## begin RECORDS FOR THIS TASK

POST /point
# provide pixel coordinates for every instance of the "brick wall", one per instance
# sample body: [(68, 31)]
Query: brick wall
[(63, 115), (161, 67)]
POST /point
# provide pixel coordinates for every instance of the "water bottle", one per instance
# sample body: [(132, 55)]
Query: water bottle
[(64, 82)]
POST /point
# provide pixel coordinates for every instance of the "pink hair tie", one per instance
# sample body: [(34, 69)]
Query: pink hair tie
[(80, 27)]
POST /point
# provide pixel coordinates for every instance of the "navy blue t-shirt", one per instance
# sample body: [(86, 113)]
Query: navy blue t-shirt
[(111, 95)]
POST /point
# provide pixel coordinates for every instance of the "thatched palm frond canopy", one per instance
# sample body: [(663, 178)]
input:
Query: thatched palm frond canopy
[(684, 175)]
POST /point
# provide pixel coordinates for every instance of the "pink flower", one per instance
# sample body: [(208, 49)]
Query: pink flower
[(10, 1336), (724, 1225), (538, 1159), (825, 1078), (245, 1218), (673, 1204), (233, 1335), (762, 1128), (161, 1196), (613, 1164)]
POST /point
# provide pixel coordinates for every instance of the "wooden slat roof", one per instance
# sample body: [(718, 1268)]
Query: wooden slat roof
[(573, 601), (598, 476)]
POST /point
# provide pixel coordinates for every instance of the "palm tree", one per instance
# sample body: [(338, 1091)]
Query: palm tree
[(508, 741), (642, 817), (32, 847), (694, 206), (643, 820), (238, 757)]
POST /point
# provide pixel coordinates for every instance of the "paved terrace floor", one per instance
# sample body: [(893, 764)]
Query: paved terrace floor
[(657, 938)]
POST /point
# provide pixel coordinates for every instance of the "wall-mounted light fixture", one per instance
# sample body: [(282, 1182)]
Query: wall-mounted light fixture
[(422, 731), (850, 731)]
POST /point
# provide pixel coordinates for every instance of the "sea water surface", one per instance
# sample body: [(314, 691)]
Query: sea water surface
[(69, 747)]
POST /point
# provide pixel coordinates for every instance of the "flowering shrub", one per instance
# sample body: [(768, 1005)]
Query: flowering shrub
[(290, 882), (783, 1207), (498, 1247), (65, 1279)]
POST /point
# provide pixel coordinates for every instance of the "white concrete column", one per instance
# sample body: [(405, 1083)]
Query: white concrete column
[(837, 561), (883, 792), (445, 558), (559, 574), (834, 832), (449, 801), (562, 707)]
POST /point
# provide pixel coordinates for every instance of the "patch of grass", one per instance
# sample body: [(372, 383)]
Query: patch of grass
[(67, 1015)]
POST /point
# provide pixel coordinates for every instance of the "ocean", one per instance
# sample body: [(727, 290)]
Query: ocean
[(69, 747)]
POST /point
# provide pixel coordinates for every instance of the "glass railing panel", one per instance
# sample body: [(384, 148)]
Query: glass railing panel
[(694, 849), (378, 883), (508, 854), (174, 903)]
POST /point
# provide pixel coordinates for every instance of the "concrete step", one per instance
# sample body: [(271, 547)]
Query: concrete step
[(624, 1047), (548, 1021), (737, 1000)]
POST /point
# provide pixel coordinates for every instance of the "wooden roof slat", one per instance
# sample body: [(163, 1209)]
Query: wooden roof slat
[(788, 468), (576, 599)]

## end RECORDS FOR THIS TASK

Copy the items again, starting at the first line and ending at the line containing "[(63, 115), (161, 67)]", with the requests included. Add -147 to every coordinate in the answers.

### ANSWER TO THIS EXERCISE
POST /point
# provide pixel coordinates for every instance of the "brick wall", one per instance
# sample body: [(68, 31)]
Query: brick wall
[(-84, -32), (14, -80)]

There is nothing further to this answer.